### WRITTEN TASK A
Can you condense the paragraph of the Potent Goods article that begins "The Potent Goods packaging is sleek" into a short bulleted list that keeps its main facts?

### PROVIDED TEXT
By Adam Tschorn, LA Times
How many times have you gotten super-high and asked yourself: “How cool would it be if my vape pen and I were dressed exactly alike?” If the answer is more than zero, then consider dialing down your intake a little bit, and two, you’ll probably be interested in a new L.A.-based cannabis-and-clothing label being launched by Juicy Couture co-founder Gela Nash-Taylor and her 32-year-old son.
Juicy Couture, for anyone unfamiliar, was founded in 1994 by Nash-Taylor and Pamela Skaist-Levy and leveraged a love of velour track pants into a celebrity-embraced, L.A.-defining global lifestyle brand that they’d sell to Liz Claiborne in 2003 for $56 million (with additional earnouts they walked away with north of $200 million). Although the duo has dabbled in the fashion space since (they launched the short-lived high-end Skaist Taylor label in 2012, followed by the more Juicy-like Pam & Gela line in 2014), nothing captured the hearts — and wallets — of the American public like Juicy did. (In full disclosure, my wife collaborated with Nash-Taylor and Skaist-Levy on a 2014 book project.)
Nash-Taylor is hoping that a second-act pivot to pot — alongside her son Travis Nash — will give them entrée into the insular world of California cannabis much the way Juicy’s success earned Nash-Taylor and Skaist-Levy a seat at the fashion table. Their idea? A lifestyle label that includes two premium pot products — single-use vaporizer pens ($34) and seven-packs of pre-rolled 1/2-gram joints ($40) offered in three strains: Amplify (a sativa), Offline (an indica) and Muse (a hybrid).
The Potent Goods packaging is sleek with luxury touches that include glass vials, fabric pull tabs and boxes that magnetically close with a satisfyingly solid click. An additional visual touch comes by way of the prints that adorn the packaging and the vape pens: a black-and-white snakeskin for Amplify products, a dark and dusky tropical floral for Offline and an allover PG logo for Muse. The prints carry over to a line of upscale unisex loungewear and accessories that includes drapey kimonos ($275), slouchy windbreakers ($215), crossbody bags ($50) and track pants ($220). Each piece includes a discreet stash pocket just the right size for a vape pen.
In advance of Potent Goods’ July 16 launch — the apparel and accessories will be sold online at potentgoodsla.com and the cannabis-containing products through the Amuse delivery service — I caught up with the mother-son potrepreneurs at the Hollywood Hills home Nash-Taylor shares with her husband, Duran Duran bassist John Taylor, to talk about weed-windbreaker coordination, getting high with your adult children and cannabis’ long but inevitable journey to Rodeo Drive. Excerpts from that conversation appear below.
What are your personal relationships with cannabis like? Are you big stoners?
Gela Nash-Taylor:I first got high at the end of high school — in the mid-’70s really — and my first job was as a waitress in a truck stop so I had my own private money for pot. … As I got older and into the professional world, I stopped [smoking cannabis] and started doing the whole wine-and-sipping-tequila thing. Then, right after cannabis was first legalized in Colorado, John was playing a concert at Red Rocks [Amphitheatre], and I went to a legal dispensary. I remember smoking and having this feeling of “Can I really like smoke this in public?” After that, I kind of got into vaporizers because I love the fact that I could go to a concert or some other long event and I didn’t have to drink all night. I could smoke very casually — what I call taking “gentle sips.”

### SOURCE DATA

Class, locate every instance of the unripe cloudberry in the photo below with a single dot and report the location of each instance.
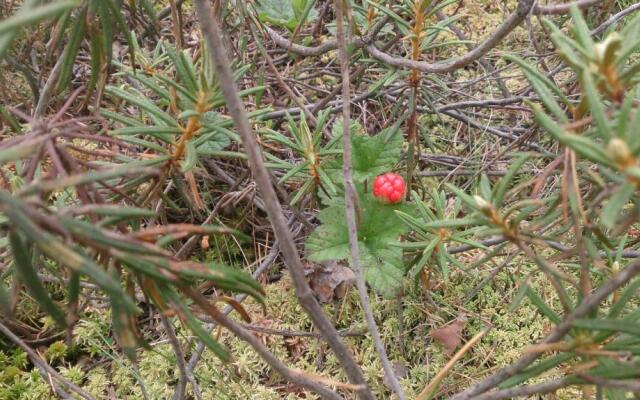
(389, 187)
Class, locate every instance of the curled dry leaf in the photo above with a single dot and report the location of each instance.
(330, 280)
(450, 335)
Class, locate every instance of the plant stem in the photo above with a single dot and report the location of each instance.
(213, 35)
(351, 202)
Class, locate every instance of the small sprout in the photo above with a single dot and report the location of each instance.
(607, 49)
(620, 153)
(482, 204)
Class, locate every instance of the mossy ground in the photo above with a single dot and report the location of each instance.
(110, 374)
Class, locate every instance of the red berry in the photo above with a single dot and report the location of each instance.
(389, 187)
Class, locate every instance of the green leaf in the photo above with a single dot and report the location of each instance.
(542, 306)
(543, 85)
(627, 294)
(160, 117)
(190, 159)
(579, 143)
(35, 15)
(501, 188)
(283, 12)
(383, 270)
(596, 105)
(371, 155)
(379, 227)
(71, 49)
(5, 301)
(29, 277)
(611, 325)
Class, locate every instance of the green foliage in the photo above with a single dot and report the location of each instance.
(311, 171)
(379, 227)
(286, 13)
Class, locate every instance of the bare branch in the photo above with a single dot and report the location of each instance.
(351, 202)
(213, 35)
(588, 304)
(46, 370)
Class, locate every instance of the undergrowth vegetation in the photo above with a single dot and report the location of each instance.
(283, 199)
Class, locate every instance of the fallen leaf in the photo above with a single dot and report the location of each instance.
(450, 335)
(330, 280)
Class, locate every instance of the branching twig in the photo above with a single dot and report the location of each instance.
(213, 36)
(351, 204)
(46, 370)
(588, 304)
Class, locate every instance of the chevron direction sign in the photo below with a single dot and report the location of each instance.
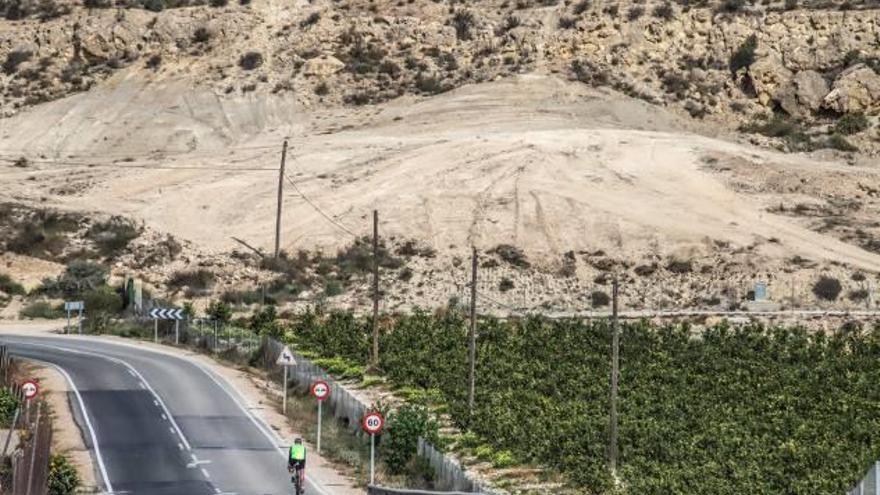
(166, 314)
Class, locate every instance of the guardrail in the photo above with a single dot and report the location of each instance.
(381, 490)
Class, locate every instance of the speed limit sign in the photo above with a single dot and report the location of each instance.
(320, 390)
(30, 389)
(373, 423)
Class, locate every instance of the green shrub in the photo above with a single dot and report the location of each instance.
(405, 426)
(198, 279)
(8, 404)
(41, 309)
(113, 236)
(484, 452)
(503, 459)
(768, 407)
(664, 11)
(14, 59)
(852, 123)
(80, 276)
(599, 299)
(9, 286)
(463, 21)
(840, 143)
(827, 288)
(744, 56)
(250, 60)
(63, 479)
(219, 311)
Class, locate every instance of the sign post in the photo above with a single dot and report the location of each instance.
(30, 389)
(321, 391)
(166, 314)
(285, 359)
(373, 423)
(74, 306)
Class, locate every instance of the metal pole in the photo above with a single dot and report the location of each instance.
(372, 459)
(11, 429)
(280, 199)
(472, 336)
(615, 364)
(284, 400)
(319, 426)
(34, 449)
(375, 357)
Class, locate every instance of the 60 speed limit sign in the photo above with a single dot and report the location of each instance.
(320, 390)
(30, 389)
(373, 423)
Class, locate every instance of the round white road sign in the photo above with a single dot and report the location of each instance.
(30, 389)
(321, 390)
(373, 423)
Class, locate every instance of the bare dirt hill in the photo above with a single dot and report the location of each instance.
(583, 181)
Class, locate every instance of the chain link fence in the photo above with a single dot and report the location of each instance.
(870, 484)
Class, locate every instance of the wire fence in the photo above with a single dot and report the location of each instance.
(870, 484)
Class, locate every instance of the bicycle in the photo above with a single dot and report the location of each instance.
(298, 479)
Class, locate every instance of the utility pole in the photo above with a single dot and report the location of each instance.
(615, 372)
(280, 193)
(472, 335)
(375, 358)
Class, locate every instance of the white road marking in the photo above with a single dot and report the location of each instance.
(143, 381)
(82, 408)
(273, 438)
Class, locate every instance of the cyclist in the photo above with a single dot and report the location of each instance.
(296, 462)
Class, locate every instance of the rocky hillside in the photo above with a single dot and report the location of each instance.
(799, 76)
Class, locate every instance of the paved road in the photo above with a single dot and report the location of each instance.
(159, 424)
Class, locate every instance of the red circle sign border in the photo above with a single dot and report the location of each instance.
(320, 382)
(371, 415)
(36, 388)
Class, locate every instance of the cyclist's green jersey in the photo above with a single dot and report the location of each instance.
(297, 452)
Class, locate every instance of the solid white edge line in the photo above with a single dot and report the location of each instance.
(270, 435)
(275, 441)
(143, 381)
(82, 407)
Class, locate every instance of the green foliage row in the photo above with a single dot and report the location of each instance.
(736, 410)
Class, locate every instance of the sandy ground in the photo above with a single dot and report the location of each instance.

### WRITTEN TASK B
Which lines of the entries contain the string "pole"? Select each of them and copy it out.

### TASK ANSWER A
- The packaging is sleek, with luxury touches: glass vials, fabric pull tabs and boxes that close magnetically with a solid click.
- Prints decorate the packaging and vape pens:
  - Amplify: a black-and-white snakeskin
  - Offline: a dark and dusky tropical floral
  - Muse: an allover PG logo
- The same prints appear on a line of upscale unisex loungewear and accessories:
  - kimonos ($275)
  - windbreakers ($215)
  - crossbody bags ($50)
  - track pants ($220)
- Each piece has a discreet stash pocket sized to fit a vape pen.

### TASK ANSWER B
Class, locate every instance of the metal pole in the photo above with a single dot and report the location of each instance.
Class, locate every instance of the utility pole in the photo above with a single dot and report the location of each instance.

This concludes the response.